### Exercise
Every line of the data must be copied exactly.

*** Exercise inputs

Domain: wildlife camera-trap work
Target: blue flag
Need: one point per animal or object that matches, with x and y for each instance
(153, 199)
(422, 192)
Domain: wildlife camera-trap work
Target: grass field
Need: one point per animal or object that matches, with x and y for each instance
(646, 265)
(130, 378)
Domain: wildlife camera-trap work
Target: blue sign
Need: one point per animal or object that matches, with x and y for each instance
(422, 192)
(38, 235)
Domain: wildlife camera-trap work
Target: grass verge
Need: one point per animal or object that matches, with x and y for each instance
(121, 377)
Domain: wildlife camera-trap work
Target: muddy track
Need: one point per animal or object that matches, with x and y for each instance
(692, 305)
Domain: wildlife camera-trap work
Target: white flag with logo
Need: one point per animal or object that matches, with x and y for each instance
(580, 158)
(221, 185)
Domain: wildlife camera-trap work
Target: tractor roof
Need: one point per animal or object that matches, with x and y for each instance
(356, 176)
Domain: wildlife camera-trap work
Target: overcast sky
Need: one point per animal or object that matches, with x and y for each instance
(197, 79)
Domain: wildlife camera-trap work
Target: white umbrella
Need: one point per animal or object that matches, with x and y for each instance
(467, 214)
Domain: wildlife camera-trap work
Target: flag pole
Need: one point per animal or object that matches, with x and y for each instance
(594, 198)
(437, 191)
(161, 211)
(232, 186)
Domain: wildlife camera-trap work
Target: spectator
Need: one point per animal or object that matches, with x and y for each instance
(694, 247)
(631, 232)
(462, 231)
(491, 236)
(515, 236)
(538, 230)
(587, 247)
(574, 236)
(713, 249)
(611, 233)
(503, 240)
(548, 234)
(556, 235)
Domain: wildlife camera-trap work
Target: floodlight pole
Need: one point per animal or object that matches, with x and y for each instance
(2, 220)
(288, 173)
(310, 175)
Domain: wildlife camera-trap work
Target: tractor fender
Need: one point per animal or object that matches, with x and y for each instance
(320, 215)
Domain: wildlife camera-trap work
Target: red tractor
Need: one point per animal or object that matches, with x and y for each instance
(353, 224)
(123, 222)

******

### Reply to the task
Domain: wildlife camera-trap work
Target: blue flag
Need: one point per animal or object that matches, with x and y for each instance
(153, 199)
(422, 192)
Domain: wildlife camera-trap work
Target: grass field
Need: one point per animal or object that matches, with x and y for each instance
(646, 265)
(130, 378)
Domain: wildlife camera-trap work
Target: blue sign
Need: one point per animal or object that matches, with x and y for each instance
(422, 192)
(38, 235)
Domain: wildlife camera-trap work
Target: grass verge
Need: one point per animal or object that matches, with x and y for each instance
(121, 377)
Domain: wildlife camera-trap work
Target: muddy track
Need: one point per animal or object that matches, with x and y for each instance
(692, 305)
Domain: wildlife camera-trap work
Target: white flag with logo
Need: one point per animal or object that matches, with x and y for each instance
(580, 158)
(221, 185)
Domain: wildlife camera-trap work
Target: tractor roof
Need: one point per animal or object that matches, with x and y for each instance
(356, 176)
Domain: wildlife camera-trap work
Target: overcast sky
Need: one point per animal or object that matches, with x and y for each instance
(197, 79)
Domain: wildlife camera-trap work
Target: white umbrella
Need: one point per animal or object that matches, with x and y for each instance
(467, 214)
Domain: wildlife camera-trap work
Target: flag pole
Need: one point per animal or object that matches, with x and y for each instance
(594, 198)
(437, 191)
(161, 211)
(232, 186)
Domain: wildlife camera-trap work
Target: spectator
Need: one point per animal or object that matches, with x and y for each instance
(694, 247)
(631, 232)
(462, 231)
(491, 236)
(515, 236)
(538, 230)
(587, 247)
(574, 236)
(713, 249)
(611, 233)
(503, 240)
(548, 234)
(556, 235)
Domain: wildlife camera-trap work
Target: floodlight pole
Need: one point per animal or object that matches, with x and y for each instance
(2, 220)
(288, 173)
(310, 175)
Domain: wildlife camera-trap work
Target: tractor fender
Need: one point per animal or object that matches, with x and y for each instance
(320, 215)
Domain: wildlife camera-trap work
Target: red tractor
Need: one point per animal or object that matches, with x and y for each instance
(353, 224)
(123, 222)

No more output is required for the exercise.